[Opening RECORDS SUPPLIED section]
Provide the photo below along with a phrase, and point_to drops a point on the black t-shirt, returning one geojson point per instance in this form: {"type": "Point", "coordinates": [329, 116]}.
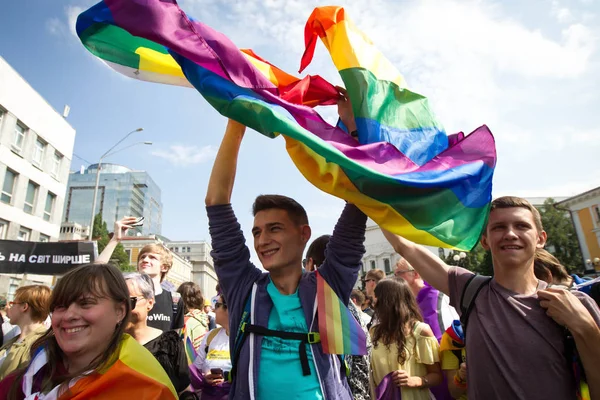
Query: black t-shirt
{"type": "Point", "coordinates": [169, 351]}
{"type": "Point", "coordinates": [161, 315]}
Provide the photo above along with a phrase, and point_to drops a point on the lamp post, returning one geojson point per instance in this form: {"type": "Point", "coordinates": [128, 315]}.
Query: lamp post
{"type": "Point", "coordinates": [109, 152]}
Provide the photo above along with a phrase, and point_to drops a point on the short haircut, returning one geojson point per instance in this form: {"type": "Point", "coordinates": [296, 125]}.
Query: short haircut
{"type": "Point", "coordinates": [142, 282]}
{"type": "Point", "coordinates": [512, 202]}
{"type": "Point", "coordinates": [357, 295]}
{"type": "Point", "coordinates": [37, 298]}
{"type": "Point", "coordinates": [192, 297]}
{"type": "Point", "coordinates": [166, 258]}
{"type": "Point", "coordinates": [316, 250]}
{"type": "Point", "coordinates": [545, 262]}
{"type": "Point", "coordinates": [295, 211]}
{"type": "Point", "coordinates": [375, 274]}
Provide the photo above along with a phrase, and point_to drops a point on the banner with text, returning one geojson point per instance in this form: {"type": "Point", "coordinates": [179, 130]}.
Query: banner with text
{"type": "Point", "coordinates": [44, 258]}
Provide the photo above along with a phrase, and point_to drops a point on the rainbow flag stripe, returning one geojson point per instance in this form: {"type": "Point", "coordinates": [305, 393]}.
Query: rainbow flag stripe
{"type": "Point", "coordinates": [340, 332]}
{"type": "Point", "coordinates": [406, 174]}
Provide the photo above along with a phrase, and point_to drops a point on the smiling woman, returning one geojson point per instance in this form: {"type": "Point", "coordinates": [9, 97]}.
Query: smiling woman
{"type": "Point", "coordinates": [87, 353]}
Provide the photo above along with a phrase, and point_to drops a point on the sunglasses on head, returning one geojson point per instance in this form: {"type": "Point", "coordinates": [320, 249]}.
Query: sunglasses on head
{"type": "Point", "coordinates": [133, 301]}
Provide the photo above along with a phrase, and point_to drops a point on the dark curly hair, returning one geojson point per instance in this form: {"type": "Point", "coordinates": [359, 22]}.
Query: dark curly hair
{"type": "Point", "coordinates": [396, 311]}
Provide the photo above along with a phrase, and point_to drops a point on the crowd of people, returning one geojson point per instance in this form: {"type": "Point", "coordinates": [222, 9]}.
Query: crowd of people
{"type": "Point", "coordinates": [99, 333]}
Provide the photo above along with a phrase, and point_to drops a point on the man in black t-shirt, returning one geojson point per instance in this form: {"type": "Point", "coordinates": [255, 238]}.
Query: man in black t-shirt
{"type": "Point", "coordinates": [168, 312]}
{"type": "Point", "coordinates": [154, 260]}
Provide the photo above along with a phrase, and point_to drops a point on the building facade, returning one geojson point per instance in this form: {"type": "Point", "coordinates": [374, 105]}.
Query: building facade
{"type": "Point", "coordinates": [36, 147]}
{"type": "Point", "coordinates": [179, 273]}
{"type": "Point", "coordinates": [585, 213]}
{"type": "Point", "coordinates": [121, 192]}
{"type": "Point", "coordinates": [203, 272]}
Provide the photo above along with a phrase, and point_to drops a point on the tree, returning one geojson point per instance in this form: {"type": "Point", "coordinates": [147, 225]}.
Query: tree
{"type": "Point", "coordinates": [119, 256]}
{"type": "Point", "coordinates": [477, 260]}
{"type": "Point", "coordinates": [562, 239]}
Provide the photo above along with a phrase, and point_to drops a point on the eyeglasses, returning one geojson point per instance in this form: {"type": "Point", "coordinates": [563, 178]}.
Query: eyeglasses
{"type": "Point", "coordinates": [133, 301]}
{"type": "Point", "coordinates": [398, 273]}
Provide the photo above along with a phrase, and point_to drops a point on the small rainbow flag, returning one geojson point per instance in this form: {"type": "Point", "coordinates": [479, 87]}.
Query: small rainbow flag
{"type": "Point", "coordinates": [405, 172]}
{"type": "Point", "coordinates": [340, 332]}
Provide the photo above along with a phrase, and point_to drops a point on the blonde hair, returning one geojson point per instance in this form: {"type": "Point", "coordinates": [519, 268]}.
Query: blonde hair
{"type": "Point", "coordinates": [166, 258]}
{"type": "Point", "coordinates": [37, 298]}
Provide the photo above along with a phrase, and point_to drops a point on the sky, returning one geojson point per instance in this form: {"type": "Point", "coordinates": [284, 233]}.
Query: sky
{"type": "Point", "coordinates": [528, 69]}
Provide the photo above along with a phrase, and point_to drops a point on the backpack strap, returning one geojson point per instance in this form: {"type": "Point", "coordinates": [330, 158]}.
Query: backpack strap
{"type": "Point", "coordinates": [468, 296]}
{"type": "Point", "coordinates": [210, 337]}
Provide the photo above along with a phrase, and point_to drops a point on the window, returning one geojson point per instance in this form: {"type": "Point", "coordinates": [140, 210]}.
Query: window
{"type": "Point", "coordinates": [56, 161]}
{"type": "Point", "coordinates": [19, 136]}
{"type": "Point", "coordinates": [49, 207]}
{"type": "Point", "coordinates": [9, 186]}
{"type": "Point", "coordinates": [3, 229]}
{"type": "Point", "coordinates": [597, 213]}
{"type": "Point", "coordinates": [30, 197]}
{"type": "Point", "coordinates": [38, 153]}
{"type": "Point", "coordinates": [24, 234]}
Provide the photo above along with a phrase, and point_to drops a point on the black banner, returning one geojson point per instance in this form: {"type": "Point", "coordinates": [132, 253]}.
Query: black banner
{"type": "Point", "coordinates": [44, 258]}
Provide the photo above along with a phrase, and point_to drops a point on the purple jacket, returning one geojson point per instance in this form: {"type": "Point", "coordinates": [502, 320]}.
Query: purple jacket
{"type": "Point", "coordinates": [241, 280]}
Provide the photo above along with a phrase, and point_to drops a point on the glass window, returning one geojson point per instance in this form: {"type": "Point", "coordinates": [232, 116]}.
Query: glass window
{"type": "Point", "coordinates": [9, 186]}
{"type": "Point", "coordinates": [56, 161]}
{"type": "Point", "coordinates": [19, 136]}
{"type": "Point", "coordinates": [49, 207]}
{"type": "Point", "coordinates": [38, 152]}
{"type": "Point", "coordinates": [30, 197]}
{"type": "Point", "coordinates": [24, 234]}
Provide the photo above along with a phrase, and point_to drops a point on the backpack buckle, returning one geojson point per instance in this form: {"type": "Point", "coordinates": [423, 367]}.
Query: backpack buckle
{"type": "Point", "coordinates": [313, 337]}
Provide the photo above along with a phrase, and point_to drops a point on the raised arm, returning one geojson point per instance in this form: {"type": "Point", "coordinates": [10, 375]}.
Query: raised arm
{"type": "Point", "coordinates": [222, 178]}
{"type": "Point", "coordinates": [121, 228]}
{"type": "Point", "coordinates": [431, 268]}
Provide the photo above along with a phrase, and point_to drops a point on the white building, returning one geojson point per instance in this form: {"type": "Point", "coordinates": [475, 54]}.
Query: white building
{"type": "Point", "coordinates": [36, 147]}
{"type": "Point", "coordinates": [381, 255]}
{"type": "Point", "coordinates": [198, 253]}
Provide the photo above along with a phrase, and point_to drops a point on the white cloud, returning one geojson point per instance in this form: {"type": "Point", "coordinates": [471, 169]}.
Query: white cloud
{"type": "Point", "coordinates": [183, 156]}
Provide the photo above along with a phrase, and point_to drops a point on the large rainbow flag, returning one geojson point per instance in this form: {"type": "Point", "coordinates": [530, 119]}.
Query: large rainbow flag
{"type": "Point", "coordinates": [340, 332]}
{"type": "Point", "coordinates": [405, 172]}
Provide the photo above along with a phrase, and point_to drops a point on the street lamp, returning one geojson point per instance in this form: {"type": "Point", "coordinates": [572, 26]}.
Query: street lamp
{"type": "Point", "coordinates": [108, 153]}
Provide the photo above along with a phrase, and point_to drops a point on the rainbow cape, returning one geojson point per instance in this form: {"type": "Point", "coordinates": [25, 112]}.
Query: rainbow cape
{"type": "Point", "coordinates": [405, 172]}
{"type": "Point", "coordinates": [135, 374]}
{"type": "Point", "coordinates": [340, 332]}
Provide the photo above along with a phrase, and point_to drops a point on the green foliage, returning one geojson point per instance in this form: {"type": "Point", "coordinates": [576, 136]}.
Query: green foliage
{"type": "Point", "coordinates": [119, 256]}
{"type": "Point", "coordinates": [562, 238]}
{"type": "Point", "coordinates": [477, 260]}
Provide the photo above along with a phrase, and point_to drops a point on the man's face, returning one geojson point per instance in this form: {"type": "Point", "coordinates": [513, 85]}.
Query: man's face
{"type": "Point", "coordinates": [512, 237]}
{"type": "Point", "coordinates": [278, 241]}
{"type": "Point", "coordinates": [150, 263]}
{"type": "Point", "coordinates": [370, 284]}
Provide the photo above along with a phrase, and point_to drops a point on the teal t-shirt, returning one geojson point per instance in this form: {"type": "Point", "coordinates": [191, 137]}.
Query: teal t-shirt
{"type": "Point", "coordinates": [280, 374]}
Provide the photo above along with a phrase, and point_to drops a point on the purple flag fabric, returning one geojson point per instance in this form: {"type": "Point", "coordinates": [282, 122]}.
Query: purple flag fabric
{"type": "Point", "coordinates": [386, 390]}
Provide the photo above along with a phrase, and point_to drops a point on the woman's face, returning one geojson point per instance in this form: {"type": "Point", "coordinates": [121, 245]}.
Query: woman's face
[Closing RECORDS SUPPLIED section]
- ABOUT THIS TASK: Beginning with the first line of the records above, extract each line exactly through the line that holds "on the short", both ends included. Omit pictures.

- ANSWER SECTION:
Provide the photo below along with a phrase, and point_to drops a point on the black t-shirt, returning one geojson point per instance in this form: {"type": "Point", "coordinates": [329, 116]}.
Query: black t-shirt
{"type": "Point", "coordinates": [169, 351]}
{"type": "Point", "coordinates": [161, 315]}
Provide the photo above along with a phrase, and point_to drops a point on the lamp post, returning one geojson point per instance in this form: {"type": "Point", "coordinates": [128, 315]}.
Query: lamp post
{"type": "Point", "coordinates": [109, 152]}
Provide the photo above along with a phrase, and point_to drops a point on the short haircut, returning one geojson point per instance in this form: {"type": "Point", "coordinates": [296, 125]}.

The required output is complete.